**Задание:**
Перепишите данные между строками, содержащими «Find every instance of the flower» и «<point>176,197</point>», включительно, заменив «flower stalk» на «plant stem». Всё остальное оставьте без изменений.

[Выдержки из набора данных для указания точек]
● ● ● ●

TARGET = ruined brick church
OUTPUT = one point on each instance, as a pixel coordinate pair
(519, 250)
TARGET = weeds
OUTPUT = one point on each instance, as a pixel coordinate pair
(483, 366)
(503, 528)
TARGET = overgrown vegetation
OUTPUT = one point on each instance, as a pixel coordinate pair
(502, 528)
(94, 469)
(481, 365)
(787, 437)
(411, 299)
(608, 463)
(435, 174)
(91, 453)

● ● ● ●

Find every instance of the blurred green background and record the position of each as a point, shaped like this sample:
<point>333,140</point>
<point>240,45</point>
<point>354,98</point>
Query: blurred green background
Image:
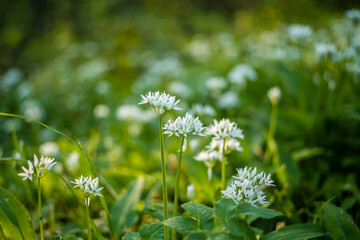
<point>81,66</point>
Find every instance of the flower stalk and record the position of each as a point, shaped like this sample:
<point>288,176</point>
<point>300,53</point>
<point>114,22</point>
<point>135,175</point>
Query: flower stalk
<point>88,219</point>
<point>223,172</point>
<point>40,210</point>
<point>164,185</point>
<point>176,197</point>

● ● ● ●

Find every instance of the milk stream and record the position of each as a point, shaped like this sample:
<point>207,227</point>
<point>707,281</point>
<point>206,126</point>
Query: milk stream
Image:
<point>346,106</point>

● ● ● ●

**Письменное решение:**
Find every instance of the plant stem and record the position of each as a point, shaped like this sample:
<point>288,176</point>
<point>300,53</point>
<point>114,22</point>
<point>135,175</point>
Query: plant stem
<point>88,219</point>
<point>223,172</point>
<point>40,210</point>
<point>164,185</point>
<point>176,197</point>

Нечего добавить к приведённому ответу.